*The exercise*. How many rows below contain the word "Trace"? Reply with the number alone.

*Raw data*.
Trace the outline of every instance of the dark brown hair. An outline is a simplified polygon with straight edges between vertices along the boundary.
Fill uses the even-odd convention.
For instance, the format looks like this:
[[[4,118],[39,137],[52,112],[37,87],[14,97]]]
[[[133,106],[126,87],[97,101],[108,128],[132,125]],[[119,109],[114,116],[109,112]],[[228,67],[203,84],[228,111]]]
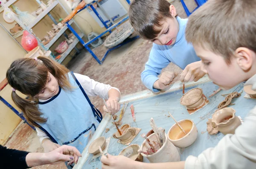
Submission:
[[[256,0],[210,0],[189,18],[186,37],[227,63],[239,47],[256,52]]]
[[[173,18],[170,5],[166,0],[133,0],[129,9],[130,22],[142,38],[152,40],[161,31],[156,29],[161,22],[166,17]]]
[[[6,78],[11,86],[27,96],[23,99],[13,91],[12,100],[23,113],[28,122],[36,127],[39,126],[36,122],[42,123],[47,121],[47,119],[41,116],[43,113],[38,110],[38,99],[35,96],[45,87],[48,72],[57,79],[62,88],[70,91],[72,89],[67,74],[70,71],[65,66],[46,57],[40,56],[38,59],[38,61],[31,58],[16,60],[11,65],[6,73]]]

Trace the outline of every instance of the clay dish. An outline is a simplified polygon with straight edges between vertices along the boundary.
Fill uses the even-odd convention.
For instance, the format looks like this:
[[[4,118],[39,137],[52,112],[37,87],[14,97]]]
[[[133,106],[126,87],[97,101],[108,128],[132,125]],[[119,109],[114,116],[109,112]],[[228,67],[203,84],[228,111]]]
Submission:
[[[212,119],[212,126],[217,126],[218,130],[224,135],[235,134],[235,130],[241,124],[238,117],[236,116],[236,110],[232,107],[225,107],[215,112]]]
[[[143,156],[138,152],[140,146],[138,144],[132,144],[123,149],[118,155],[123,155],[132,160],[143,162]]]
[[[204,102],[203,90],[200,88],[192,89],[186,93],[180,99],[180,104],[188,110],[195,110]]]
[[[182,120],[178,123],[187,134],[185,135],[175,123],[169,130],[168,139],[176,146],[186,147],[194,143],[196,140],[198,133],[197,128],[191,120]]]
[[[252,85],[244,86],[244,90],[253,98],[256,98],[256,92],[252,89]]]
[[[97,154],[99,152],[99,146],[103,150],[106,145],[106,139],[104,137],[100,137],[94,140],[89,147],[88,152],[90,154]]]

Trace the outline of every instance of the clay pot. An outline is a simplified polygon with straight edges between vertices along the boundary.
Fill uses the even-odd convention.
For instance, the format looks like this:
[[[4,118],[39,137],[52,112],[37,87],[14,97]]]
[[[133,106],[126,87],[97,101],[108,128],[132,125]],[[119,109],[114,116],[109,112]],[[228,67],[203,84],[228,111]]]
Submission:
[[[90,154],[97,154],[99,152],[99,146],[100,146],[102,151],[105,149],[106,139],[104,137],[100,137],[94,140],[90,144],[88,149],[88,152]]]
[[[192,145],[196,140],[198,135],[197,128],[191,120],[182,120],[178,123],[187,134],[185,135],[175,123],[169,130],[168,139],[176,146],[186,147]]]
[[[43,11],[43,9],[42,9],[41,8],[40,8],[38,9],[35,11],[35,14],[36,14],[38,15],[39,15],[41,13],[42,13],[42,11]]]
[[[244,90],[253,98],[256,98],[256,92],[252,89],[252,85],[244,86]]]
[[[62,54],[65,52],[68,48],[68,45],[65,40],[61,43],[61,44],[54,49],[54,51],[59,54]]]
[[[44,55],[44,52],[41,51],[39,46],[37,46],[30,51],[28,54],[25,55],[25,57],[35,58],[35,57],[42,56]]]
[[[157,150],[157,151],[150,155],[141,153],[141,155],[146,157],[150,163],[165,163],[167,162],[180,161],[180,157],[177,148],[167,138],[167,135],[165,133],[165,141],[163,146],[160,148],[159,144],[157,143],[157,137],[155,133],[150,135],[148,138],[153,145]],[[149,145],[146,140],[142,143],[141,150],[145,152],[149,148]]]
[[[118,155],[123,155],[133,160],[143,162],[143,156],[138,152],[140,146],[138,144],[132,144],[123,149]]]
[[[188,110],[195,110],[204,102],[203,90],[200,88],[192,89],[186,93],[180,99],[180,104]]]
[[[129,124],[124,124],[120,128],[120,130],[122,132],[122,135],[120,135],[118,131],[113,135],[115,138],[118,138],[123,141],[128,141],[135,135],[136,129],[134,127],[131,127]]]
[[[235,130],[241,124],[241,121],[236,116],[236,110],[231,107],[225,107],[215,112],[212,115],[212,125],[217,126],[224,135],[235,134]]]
...
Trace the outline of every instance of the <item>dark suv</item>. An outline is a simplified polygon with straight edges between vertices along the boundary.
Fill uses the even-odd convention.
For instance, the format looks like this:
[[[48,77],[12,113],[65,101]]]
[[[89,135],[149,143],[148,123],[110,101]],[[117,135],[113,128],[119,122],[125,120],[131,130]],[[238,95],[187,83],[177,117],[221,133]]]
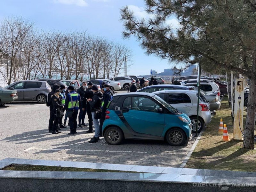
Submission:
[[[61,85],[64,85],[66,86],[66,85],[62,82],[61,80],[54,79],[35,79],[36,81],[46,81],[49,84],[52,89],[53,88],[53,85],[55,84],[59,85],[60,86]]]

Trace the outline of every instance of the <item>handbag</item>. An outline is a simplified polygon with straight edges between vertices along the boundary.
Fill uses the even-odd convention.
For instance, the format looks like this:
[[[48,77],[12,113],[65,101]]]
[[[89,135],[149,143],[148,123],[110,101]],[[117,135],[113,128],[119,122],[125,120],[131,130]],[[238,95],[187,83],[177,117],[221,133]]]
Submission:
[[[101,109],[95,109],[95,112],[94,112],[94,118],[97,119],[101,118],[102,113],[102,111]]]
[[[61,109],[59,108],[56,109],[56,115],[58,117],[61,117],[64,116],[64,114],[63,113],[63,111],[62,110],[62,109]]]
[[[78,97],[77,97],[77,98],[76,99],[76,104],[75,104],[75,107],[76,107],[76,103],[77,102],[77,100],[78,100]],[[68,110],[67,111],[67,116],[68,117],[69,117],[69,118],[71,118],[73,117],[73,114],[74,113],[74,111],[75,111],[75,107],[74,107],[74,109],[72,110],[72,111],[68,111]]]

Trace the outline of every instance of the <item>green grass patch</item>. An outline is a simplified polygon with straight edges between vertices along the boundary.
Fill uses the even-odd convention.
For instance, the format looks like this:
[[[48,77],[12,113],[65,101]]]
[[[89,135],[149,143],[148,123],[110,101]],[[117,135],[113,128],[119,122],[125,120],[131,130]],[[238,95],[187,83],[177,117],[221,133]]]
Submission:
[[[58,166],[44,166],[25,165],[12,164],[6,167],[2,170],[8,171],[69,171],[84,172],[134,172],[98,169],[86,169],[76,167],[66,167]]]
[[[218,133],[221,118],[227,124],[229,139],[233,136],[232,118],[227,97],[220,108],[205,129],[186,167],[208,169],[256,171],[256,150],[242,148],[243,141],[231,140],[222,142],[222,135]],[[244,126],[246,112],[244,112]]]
---
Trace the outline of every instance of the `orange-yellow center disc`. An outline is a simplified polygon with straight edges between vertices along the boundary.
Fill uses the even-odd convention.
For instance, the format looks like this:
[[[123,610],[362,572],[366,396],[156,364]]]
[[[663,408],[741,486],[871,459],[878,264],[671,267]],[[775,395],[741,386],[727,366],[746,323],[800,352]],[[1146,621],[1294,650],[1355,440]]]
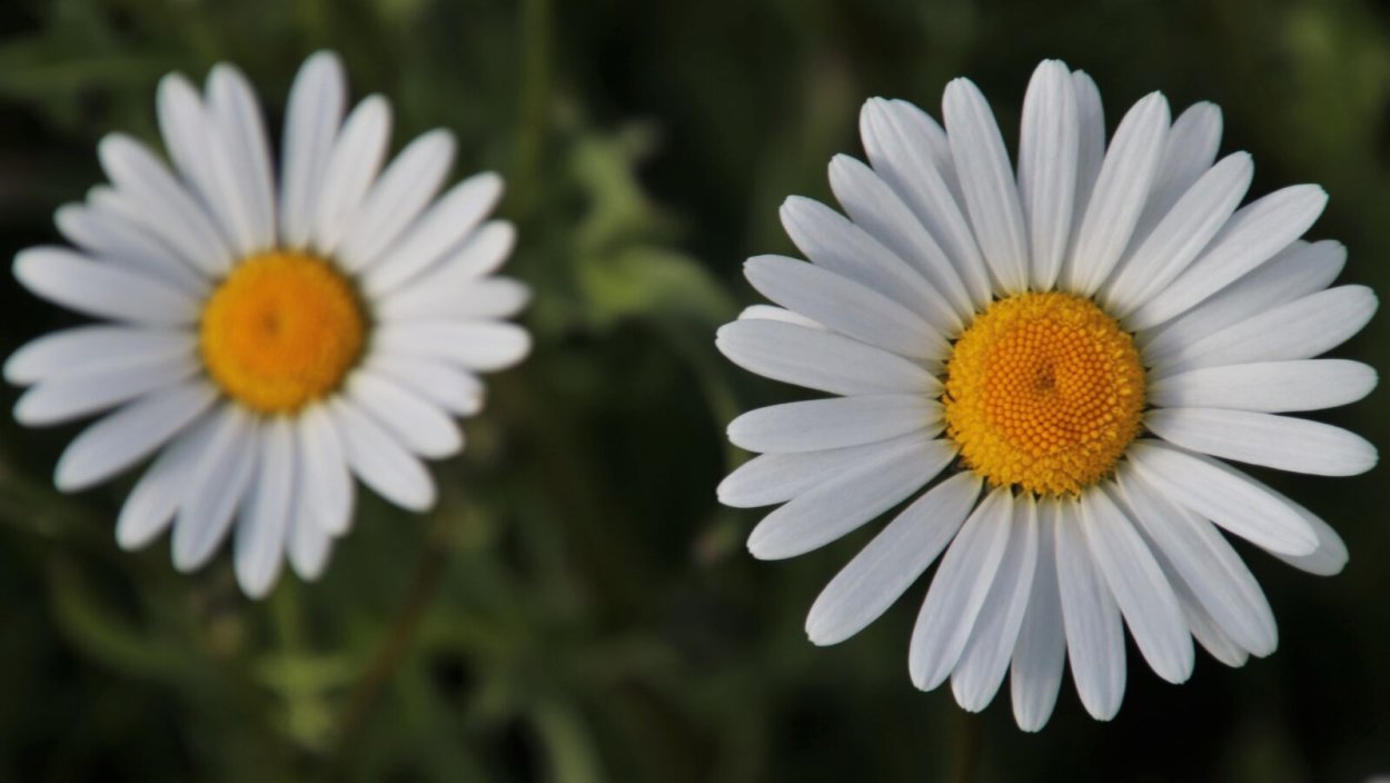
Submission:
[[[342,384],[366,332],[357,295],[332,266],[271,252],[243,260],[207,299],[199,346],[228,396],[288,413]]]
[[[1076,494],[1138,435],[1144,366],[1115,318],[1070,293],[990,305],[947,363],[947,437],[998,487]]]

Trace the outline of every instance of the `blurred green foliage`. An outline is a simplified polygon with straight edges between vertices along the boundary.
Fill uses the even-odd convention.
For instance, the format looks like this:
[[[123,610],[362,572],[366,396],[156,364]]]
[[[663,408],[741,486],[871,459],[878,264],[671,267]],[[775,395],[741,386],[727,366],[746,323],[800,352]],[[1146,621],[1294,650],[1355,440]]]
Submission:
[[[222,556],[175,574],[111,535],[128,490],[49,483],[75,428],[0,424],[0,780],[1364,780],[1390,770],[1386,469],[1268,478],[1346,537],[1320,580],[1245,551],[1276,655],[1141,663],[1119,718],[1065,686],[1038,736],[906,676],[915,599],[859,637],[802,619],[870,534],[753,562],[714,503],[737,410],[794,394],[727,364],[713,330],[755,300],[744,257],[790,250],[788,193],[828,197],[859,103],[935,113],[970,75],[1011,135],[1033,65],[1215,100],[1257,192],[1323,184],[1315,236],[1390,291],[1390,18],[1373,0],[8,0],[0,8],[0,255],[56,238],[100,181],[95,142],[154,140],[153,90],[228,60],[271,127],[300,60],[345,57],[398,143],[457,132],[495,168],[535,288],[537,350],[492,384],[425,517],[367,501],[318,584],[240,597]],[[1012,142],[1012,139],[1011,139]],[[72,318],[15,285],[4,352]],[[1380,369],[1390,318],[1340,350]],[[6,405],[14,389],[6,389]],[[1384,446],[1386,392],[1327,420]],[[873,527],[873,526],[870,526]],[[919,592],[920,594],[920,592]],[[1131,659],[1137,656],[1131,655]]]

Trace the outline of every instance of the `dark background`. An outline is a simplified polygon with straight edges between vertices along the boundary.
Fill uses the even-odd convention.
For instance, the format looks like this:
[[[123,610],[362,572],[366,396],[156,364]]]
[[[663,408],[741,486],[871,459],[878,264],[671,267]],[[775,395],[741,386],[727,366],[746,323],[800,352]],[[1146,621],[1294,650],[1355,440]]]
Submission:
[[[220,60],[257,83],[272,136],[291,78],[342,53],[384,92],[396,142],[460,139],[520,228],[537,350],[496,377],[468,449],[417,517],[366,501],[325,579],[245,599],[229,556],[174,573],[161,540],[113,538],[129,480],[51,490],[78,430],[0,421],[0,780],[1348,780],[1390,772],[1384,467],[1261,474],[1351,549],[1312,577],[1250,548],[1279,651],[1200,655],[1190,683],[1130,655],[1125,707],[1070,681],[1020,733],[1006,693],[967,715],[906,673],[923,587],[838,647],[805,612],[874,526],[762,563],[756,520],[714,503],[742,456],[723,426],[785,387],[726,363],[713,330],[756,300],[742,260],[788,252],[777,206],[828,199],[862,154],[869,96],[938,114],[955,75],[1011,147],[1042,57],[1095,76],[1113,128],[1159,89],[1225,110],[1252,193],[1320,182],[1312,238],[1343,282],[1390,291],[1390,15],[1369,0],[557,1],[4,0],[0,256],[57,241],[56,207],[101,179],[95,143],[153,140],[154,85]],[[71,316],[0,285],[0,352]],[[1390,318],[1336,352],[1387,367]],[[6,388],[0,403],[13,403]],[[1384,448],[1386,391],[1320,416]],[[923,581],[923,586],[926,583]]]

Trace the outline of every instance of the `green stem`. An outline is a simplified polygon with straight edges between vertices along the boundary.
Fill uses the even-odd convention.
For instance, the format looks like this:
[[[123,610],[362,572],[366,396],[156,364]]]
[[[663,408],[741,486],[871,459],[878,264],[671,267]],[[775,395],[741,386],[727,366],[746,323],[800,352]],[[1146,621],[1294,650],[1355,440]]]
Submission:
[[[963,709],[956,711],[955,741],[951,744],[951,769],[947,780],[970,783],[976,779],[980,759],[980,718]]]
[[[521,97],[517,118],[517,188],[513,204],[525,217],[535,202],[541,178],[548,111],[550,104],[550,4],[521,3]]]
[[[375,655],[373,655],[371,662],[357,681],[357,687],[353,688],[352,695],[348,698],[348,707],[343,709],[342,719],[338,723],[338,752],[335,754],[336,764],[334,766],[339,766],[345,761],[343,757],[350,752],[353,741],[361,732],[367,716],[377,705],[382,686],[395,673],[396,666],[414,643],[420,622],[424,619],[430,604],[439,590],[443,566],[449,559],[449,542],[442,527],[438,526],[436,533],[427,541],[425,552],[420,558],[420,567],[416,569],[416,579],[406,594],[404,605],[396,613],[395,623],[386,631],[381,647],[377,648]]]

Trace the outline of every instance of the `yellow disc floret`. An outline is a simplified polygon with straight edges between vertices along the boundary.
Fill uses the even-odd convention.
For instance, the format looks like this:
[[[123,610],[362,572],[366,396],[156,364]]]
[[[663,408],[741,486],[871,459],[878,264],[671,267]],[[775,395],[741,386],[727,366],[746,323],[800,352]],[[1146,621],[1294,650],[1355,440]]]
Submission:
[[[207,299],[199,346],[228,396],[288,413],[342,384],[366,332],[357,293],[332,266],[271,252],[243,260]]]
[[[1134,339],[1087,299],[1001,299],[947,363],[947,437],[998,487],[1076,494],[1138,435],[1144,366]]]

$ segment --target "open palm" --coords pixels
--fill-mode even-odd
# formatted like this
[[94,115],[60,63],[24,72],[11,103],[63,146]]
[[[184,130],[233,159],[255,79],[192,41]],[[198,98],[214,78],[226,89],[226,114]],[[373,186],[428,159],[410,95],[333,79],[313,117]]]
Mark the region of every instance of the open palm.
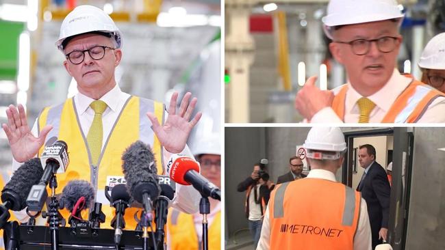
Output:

*Completed exercise*. 11